EXERCISE 1> In the passage on Sebastian II Grabner zu Rosenburg, which lordship in Moravia did he take over from his father?
EXERCISE 2> Reproduce word for word the part of the passage on Sebastian II Grabner zu Rosenburg starting with "Sebastian II Grabner zu Rosenburg und" and going on through "to the Habsburgs.".
====== PASSAGE SHOWN ======
= Sebastian II Grabner zu Rosenburg =

Nobleman of the Archduchy of Austria

Sebastian II Grabner zu Rosenburg und Pottenbrunn (16th century – 1610), also Sebastian von Grabner or Sebastian Grabner the Younger, was a nobleman of the Archduchy of Austria under the Enns.

== Biography ==
Sebastian Grabner was the son of Leopold Grabner zu Rosenburg from the second Lower Austrian line of the Grabner zu Rosenburg of the extensive Herren von Graben family and Freiin Ehrentraud von Königsberg. He followed his father as lord of Rosenburg, Pottenbrunn, Siebenbrunn, Judenau, Schlickendorf in Lower Austria and Joslowitz in Moravia.
During the 16th and early 17th centuries, the Grabners were among the richest and most respected families in Austria, and among the leading Protestant noble families in the country, and therefore in opposition to the Habsburgs.
====== RECORDED INFORMATION ======
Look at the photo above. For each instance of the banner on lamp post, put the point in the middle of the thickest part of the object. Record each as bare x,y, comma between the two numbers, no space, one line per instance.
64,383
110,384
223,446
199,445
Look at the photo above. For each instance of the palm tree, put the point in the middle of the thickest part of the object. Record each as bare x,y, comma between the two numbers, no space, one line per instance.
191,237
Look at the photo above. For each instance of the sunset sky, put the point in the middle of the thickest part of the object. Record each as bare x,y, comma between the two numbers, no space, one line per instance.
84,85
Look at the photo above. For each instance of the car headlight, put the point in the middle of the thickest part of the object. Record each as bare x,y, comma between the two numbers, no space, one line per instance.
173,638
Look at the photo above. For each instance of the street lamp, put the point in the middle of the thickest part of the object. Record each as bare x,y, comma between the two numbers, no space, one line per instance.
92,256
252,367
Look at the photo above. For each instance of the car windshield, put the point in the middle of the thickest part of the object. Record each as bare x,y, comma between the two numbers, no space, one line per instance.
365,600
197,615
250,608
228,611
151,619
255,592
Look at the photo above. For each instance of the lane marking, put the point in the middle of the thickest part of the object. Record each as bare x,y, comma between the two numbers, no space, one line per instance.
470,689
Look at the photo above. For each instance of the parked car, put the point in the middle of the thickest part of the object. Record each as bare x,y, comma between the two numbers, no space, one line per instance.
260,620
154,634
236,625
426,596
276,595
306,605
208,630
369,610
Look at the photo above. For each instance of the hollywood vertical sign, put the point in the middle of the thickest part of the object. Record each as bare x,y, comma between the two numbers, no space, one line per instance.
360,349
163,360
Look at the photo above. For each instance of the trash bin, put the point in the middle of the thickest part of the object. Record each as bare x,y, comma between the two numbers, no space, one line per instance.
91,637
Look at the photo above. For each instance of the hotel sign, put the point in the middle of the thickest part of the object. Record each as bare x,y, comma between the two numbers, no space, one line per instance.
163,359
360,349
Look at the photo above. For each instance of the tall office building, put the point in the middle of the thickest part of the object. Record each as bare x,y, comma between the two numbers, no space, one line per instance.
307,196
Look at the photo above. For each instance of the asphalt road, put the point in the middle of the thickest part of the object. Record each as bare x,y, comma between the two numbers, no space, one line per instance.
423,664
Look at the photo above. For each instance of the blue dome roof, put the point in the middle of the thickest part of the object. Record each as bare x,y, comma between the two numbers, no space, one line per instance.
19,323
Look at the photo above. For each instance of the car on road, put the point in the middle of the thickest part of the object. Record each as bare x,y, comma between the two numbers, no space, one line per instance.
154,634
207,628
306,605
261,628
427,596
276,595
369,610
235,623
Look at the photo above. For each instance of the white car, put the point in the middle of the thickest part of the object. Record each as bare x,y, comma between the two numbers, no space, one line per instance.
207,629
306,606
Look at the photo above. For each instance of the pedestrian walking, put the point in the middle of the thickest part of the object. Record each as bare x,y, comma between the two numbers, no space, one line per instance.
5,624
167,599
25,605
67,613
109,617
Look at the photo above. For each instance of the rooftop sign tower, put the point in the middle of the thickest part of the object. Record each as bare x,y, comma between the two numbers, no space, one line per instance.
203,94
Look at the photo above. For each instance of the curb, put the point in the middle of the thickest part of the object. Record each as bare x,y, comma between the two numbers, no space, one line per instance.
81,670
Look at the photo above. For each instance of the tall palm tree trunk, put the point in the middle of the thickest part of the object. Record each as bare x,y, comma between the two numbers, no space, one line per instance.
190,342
======
FINAL ANSWER 1> Joslowitz

FINAL ANSWER 2>
Sebastian II Grabner zu Rosenburg und Pottenbrunn (16th century – 1610), also Sebastian von Grabner or Sebastian Grabner the Younger, was a nobleman of the Archduchy of Austria under the Enns.

== Biography ==
Sebastian Grabner was the son of Leopold Grabner zu Rosenburg from the second Lower Austrian line of the Grabner zu Rosenburg of the extensive Herren von Graben family and Freiin Ehrentraud von Königsberg. He followed his father as lord of Rosenburg, Pottenbrunn, Siebenbrunn, Judenau, Schlickendorf in Lower Austria and Joslowitz in Moravia.
During the 16th and early 17th centuries, the Grabners were among the richest and most respected families in Austria, and among the leading Protestant noble families in the country, and therefore in opposition to the Habsburgs.